**Exercise aim**
Write the next part of the infant school review, starting right after its last sentence.

The school has been through a period of leadership change, and the current improvement story is best understood through two lenses. First, early years practice is a relative strength, with an ambitious, well sequenced curriculum in Reception. Second, the main priorities sit in consistent classroom routines, behaviour expectations, and ensuring work is adapted closely enough for pupils, including those with special educational needs and or disabilities.
For families, the headline question is fit. This is an infant school that can suit children who benefit from a caring, emotionally attentive approach and a structured phonics programme, provided parents are comfortable with a school still tightening consistency beyond Reception.
The most distinctive feature of the school’s public-facing identity is its emphasis on learning together and shared values. Its value set is framed around Respect, Caring, Perseverance and Pride, Teamwork, Fairness and Equality, and Honesty, with child-friendly characters used to keep the language accessible for younger pupils.

**Raw data**
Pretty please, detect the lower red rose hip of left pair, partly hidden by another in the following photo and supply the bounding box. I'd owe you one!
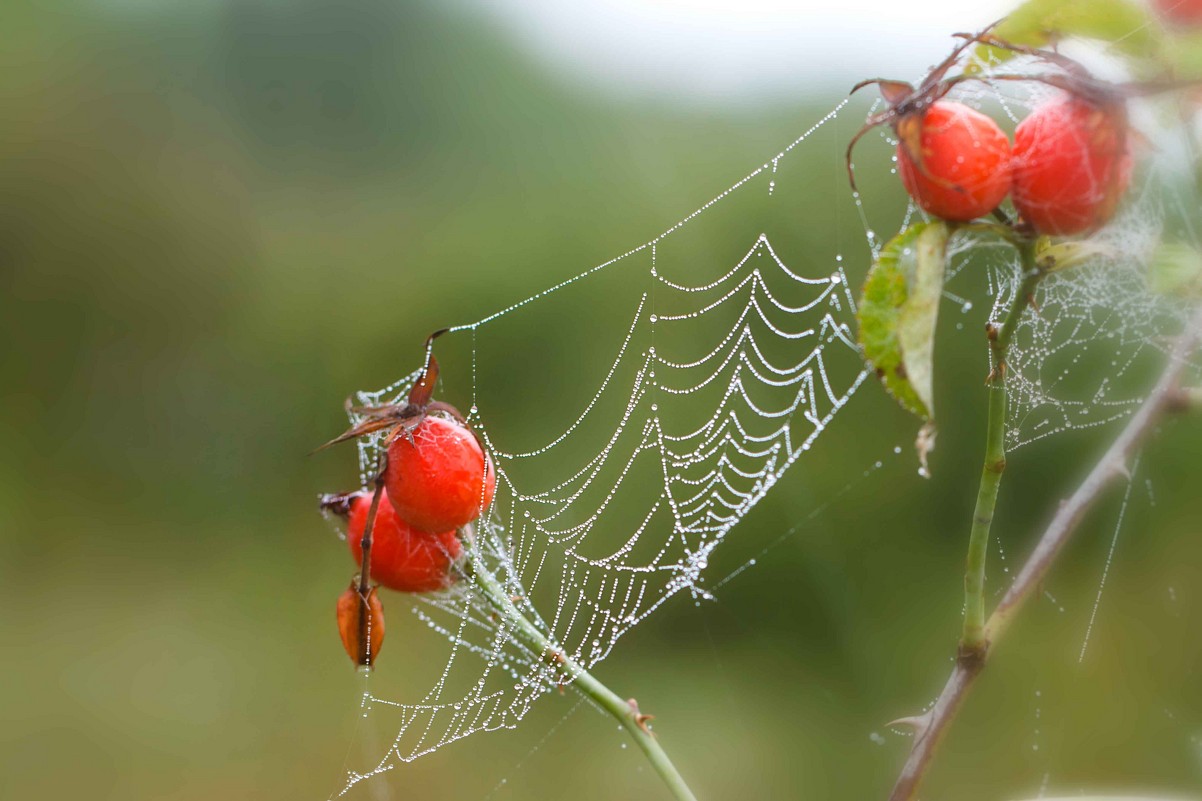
[346,491,463,593]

**Answer for the task**
Pastoral intent is clear. The 2023 inspection describes positive relationships between staff and pupils, plus a strong commitment to supporting emotional needs so that most pupils feel happy and safe. This matters in an infant setting, where day-to-day readiness to learn is closely tied to secure routines and trusted adults.
Play is treated as part of the educational offer rather than an optional extra. The school states it began its OPAL Outdoor Play and Learning journey in September 2023 and achieved GOLD standard for playtimes. For many children, particularly those who need movement and practical exploration to regulate, this can make a measurable difference to how calmly the day runs and how well pupils return to class ready to learn.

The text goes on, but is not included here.